Your task:
Repeat exactly the lines from the line containing "stripe on bus accordingly in the photo above." to the last line of the listing, including both.
─── Records shown ───
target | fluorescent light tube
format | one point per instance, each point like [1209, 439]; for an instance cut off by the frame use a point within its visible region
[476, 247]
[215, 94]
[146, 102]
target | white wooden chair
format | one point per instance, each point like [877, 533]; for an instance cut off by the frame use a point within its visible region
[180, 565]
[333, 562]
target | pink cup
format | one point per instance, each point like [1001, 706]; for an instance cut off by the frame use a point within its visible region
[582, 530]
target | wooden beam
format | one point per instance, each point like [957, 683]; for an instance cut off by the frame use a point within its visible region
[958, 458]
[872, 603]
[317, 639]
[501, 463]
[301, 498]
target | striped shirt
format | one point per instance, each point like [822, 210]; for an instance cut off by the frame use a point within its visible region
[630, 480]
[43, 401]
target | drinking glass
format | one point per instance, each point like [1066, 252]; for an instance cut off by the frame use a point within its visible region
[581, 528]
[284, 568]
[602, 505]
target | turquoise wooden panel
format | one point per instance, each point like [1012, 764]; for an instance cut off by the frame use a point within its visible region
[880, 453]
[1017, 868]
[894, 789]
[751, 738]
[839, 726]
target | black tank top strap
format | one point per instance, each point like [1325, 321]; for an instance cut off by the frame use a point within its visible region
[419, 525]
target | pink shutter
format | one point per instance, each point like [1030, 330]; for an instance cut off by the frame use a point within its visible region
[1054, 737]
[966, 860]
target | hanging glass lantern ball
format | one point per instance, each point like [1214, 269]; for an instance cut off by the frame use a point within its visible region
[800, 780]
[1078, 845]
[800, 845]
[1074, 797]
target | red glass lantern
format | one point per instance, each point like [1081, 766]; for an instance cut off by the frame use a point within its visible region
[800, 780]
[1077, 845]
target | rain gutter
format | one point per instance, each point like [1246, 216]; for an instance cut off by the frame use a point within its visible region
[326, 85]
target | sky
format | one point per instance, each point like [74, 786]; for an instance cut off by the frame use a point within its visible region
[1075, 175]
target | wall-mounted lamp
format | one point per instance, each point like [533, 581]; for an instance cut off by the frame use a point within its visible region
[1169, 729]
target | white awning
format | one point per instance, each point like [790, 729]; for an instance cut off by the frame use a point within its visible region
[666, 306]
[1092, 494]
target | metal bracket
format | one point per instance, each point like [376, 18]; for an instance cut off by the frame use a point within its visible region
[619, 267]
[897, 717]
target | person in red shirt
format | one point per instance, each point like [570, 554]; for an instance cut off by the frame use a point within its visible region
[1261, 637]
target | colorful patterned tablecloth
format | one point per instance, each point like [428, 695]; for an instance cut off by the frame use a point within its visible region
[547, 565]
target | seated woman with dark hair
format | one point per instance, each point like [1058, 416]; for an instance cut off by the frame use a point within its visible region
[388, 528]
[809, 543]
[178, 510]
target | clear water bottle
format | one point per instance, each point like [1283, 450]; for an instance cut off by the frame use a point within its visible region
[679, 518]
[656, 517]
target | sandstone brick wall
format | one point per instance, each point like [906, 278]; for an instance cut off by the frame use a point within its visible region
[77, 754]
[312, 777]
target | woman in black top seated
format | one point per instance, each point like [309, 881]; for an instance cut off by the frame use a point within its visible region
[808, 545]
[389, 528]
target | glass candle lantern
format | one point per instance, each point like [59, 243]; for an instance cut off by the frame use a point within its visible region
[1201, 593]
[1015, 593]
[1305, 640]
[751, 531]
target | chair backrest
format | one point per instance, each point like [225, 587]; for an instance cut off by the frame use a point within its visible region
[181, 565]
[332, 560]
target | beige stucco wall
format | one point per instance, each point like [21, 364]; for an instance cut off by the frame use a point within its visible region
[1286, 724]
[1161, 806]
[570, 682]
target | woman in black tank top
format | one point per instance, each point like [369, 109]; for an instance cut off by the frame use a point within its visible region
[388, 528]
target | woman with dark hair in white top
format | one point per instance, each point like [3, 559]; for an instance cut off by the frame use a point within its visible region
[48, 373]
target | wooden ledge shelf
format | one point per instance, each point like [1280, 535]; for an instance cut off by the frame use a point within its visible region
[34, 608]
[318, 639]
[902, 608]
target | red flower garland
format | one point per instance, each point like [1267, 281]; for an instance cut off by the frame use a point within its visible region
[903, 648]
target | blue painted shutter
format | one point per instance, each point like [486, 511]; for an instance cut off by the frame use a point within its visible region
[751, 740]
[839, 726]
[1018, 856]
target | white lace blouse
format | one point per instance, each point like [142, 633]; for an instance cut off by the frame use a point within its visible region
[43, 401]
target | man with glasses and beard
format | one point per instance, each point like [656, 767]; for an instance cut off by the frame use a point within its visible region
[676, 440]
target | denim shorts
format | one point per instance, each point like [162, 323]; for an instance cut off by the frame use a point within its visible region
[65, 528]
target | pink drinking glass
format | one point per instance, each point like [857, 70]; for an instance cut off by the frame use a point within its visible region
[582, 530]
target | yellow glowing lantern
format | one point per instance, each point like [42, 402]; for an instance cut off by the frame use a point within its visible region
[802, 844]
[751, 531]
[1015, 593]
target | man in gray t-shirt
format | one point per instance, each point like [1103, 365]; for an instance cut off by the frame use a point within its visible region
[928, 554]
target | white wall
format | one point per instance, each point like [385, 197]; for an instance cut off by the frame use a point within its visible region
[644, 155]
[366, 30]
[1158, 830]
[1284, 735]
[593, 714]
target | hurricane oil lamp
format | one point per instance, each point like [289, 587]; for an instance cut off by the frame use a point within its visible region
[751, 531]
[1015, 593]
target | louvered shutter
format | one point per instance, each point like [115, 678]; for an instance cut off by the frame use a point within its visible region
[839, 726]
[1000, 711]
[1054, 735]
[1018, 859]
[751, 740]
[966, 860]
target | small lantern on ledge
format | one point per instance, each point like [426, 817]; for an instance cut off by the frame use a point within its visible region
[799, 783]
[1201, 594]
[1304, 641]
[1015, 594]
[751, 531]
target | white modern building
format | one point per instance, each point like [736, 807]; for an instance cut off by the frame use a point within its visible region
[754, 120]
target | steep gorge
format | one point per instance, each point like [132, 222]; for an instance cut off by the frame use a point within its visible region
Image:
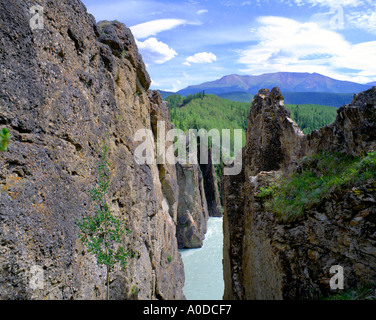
[66, 89]
[266, 257]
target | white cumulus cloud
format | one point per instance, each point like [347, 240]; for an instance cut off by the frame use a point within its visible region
[288, 45]
[155, 52]
[152, 28]
[202, 11]
[201, 57]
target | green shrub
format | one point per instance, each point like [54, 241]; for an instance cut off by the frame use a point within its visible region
[101, 233]
[4, 139]
[321, 173]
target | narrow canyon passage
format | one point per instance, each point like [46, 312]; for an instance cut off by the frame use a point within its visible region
[203, 266]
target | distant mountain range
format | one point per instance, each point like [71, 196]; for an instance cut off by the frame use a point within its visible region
[286, 81]
[297, 88]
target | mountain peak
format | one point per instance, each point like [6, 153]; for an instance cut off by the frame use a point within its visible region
[286, 81]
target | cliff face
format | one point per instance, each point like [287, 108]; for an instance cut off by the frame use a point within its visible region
[65, 90]
[192, 209]
[269, 258]
[211, 187]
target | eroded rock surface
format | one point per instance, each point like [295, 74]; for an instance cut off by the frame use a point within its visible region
[265, 258]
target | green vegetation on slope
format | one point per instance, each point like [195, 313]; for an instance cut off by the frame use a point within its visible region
[367, 292]
[311, 117]
[208, 112]
[292, 195]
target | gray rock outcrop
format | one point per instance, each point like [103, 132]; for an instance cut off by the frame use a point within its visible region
[269, 258]
[64, 90]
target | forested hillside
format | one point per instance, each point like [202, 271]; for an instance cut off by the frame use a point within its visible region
[209, 111]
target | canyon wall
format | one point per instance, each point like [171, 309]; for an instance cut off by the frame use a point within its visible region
[269, 258]
[66, 89]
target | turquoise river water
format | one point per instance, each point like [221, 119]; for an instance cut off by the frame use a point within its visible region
[203, 266]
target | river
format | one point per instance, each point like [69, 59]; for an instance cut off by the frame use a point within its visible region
[203, 266]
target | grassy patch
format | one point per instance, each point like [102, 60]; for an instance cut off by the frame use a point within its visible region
[367, 292]
[293, 195]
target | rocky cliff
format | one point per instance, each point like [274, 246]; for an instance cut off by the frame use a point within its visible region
[192, 209]
[269, 256]
[65, 89]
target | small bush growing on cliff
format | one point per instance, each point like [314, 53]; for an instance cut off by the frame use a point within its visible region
[4, 139]
[318, 175]
[101, 233]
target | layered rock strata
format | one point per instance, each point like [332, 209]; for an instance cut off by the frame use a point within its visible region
[266, 258]
[65, 89]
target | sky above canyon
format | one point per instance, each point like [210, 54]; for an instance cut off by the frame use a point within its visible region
[190, 42]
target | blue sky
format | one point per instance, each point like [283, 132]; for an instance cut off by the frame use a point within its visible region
[189, 42]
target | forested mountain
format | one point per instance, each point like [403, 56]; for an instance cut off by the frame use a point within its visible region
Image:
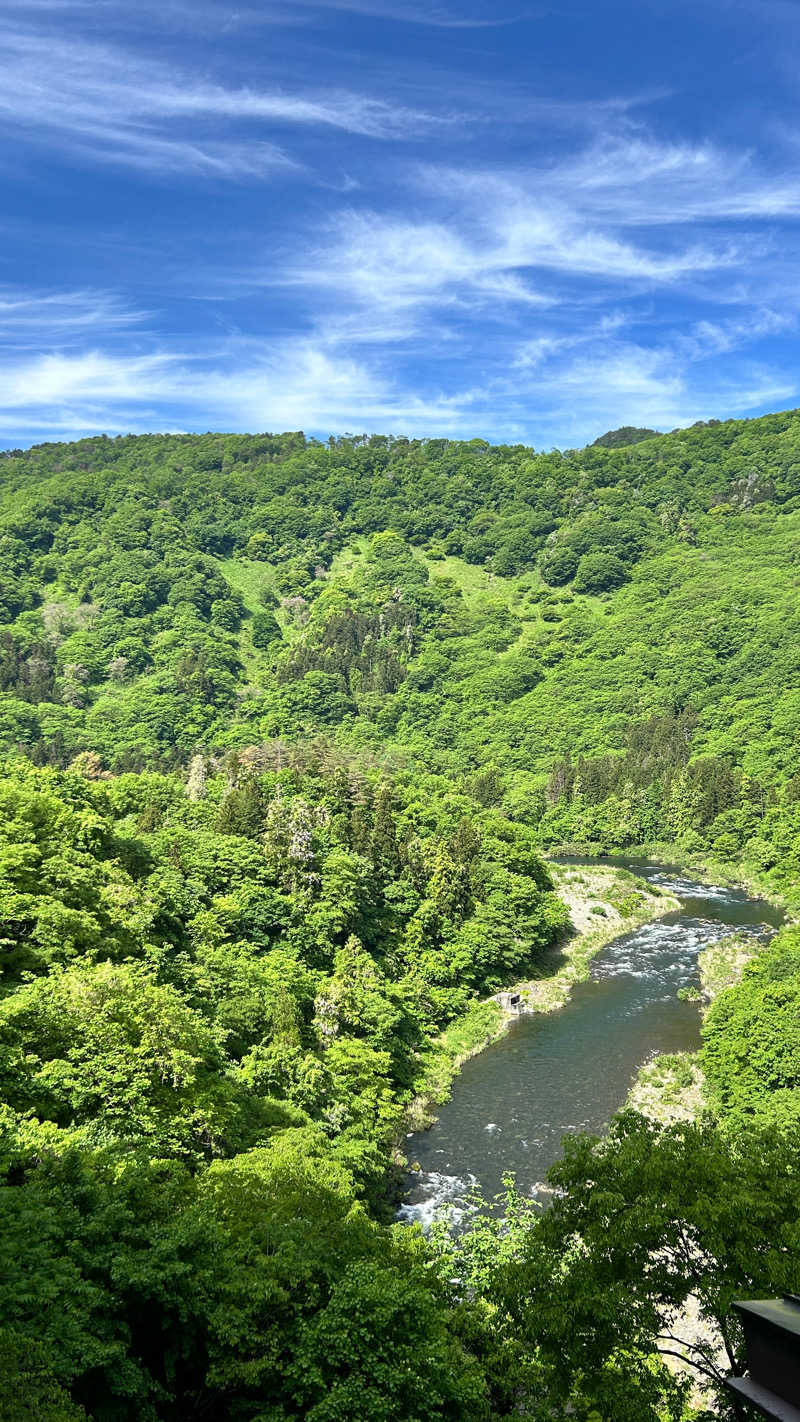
[286, 730]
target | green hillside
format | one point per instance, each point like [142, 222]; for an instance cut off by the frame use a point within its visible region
[614, 632]
[286, 730]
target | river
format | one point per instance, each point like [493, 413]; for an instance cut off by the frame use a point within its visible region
[570, 1070]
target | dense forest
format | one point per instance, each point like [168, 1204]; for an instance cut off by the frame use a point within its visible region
[287, 731]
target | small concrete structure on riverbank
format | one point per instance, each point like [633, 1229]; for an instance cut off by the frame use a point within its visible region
[509, 1001]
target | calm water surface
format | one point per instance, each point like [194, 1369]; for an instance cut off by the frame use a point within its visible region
[571, 1070]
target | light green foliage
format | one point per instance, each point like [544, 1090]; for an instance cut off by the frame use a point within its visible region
[752, 1041]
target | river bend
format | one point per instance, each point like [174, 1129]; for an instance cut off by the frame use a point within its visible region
[570, 1070]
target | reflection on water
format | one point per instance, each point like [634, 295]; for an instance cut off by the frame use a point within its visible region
[569, 1071]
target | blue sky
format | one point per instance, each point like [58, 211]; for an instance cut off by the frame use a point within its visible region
[529, 222]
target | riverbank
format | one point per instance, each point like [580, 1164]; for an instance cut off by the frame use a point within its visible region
[604, 902]
[698, 863]
[671, 1087]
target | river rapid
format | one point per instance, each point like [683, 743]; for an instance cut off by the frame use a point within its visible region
[567, 1071]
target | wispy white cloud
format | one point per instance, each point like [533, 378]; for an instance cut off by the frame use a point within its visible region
[115, 105]
[31, 319]
[246, 386]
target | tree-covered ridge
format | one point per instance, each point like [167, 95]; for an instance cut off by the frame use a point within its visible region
[608, 634]
[624, 435]
[286, 727]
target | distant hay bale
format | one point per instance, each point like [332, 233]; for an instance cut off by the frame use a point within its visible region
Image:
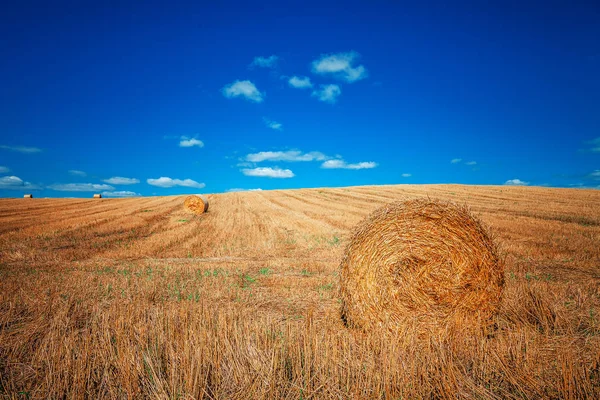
[197, 204]
[420, 263]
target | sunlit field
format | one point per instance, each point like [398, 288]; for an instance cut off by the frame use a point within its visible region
[137, 298]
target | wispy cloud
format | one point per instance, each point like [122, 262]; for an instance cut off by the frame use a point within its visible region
[516, 182]
[16, 183]
[186, 141]
[327, 93]
[21, 149]
[166, 182]
[300, 82]
[120, 193]
[341, 164]
[267, 172]
[245, 89]
[265, 62]
[244, 190]
[290, 155]
[119, 180]
[340, 66]
[273, 124]
[80, 187]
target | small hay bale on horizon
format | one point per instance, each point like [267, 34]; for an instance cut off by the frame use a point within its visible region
[420, 264]
[198, 204]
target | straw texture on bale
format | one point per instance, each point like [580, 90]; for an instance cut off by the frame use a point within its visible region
[420, 263]
[196, 204]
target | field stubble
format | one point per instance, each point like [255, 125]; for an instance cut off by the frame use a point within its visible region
[138, 298]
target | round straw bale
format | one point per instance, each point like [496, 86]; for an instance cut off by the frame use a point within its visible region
[422, 263]
[196, 204]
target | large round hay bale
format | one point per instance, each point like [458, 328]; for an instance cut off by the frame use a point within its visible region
[197, 204]
[420, 263]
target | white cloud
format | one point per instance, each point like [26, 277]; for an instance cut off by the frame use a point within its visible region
[268, 172]
[340, 66]
[75, 172]
[244, 89]
[291, 155]
[341, 164]
[119, 180]
[120, 193]
[300, 82]
[273, 124]
[244, 190]
[265, 62]
[80, 187]
[328, 93]
[16, 183]
[190, 142]
[166, 182]
[21, 149]
[516, 182]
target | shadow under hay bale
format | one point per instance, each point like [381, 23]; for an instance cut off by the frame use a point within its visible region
[420, 264]
[197, 204]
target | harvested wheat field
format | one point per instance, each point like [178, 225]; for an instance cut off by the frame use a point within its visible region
[138, 298]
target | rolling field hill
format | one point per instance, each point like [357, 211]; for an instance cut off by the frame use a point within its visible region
[119, 298]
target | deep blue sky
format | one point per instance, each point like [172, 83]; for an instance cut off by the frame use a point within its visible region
[93, 91]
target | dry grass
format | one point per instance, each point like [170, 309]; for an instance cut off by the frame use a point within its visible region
[421, 265]
[139, 298]
[196, 204]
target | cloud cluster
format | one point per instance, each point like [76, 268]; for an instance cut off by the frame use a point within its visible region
[290, 155]
[300, 82]
[265, 62]
[21, 149]
[268, 172]
[80, 187]
[166, 182]
[516, 182]
[341, 164]
[327, 93]
[119, 180]
[245, 89]
[16, 183]
[120, 193]
[273, 124]
[186, 141]
[340, 66]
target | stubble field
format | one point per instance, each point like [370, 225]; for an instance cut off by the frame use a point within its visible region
[136, 298]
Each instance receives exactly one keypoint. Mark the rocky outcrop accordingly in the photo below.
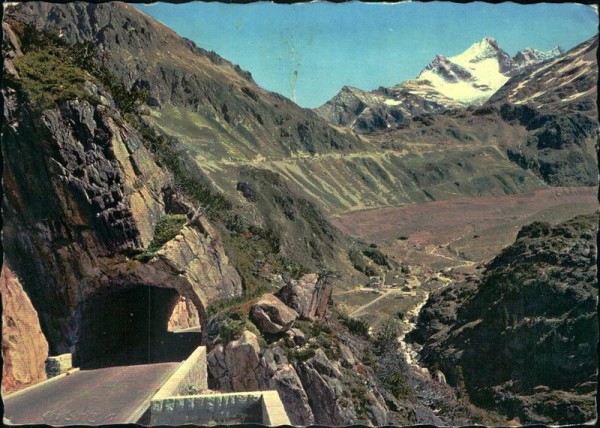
(184, 315)
(271, 315)
(83, 196)
(325, 391)
(309, 295)
(24, 347)
(523, 339)
(189, 77)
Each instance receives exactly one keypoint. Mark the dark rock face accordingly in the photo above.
(271, 315)
(366, 112)
(449, 71)
(310, 295)
(524, 338)
(82, 196)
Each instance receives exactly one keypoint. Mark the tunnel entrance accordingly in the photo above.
(130, 326)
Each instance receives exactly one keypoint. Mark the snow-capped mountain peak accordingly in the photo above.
(475, 74)
(530, 56)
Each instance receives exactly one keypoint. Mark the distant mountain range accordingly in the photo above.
(471, 77)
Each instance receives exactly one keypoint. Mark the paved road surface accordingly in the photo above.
(102, 396)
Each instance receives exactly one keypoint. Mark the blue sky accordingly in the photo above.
(307, 52)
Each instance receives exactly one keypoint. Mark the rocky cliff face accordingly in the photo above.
(184, 80)
(523, 338)
(567, 83)
(24, 347)
(83, 198)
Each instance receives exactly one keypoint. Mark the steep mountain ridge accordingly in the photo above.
(523, 337)
(567, 83)
(445, 83)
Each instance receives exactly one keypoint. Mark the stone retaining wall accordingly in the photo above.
(174, 405)
(262, 407)
(190, 377)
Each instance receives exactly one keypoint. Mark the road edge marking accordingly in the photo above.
(39, 384)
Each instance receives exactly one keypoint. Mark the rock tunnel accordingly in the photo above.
(129, 325)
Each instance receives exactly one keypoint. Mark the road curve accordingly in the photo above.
(111, 395)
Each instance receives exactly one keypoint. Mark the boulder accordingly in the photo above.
(237, 366)
(325, 391)
(309, 295)
(271, 315)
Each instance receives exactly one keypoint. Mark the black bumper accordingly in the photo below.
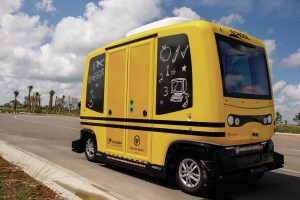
(231, 168)
(78, 146)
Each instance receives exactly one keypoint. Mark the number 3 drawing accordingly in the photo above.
(166, 91)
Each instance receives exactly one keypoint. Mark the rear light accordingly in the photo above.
(230, 120)
(269, 119)
(237, 121)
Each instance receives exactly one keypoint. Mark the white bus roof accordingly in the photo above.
(158, 24)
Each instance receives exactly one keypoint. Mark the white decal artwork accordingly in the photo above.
(92, 94)
(186, 103)
(167, 68)
(176, 54)
(178, 91)
(173, 72)
(91, 103)
(161, 78)
(165, 53)
(184, 51)
(166, 91)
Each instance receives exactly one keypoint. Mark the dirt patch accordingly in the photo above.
(16, 184)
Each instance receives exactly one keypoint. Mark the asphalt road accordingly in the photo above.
(50, 137)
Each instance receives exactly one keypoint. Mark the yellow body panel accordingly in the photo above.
(130, 82)
(116, 97)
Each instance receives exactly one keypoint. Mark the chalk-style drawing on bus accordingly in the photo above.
(184, 51)
(178, 89)
(165, 53)
(176, 54)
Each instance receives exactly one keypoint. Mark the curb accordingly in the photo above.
(290, 134)
(64, 182)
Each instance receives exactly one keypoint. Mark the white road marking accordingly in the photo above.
(290, 170)
(15, 117)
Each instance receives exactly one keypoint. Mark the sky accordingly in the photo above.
(44, 42)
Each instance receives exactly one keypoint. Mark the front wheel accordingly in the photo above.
(90, 149)
(189, 176)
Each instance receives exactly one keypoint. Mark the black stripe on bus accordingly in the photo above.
(168, 122)
(151, 129)
(131, 41)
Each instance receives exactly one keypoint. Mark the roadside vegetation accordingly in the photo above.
(61, 105)
(16, 184)
(283, 126)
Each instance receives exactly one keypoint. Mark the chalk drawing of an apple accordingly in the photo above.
(165, 53)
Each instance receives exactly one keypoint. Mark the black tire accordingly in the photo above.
(189, 176)
(90, 149)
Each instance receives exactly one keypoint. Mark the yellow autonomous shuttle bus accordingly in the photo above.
(190, 100)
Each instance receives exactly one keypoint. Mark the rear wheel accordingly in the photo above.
(90, 149)
(189, 176)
───
Response to this exercise:
Each instance receives exactly one keypoint. Mark the black stripe on bus accordingly in the photo above.
(168, 122)
(151, 129)
(131, 41)
Each instance receives exactly one keypoint. Mark the roadside vegetation accordingly in the photo above.
(61, 105)
(16, 184)
(283, 126)
Each instance receives exactly one keypoint. Mark the chalk drawing of an apple accordingly in the photo above.
(165, 53)
Each instance receives exactly one keypoint. Mark the black tire accordingly in the photo above.
(189, 176)
(90, 149)
Each instance receives exactly one keypoint. Mark the yellow autonomous shuttle bus accordingly in the photo above.
(190, 100)
Each instance receives exactly one keypoint. Mark the rear wheel accordingly in the photo above.
(90, 149)
(189, 176)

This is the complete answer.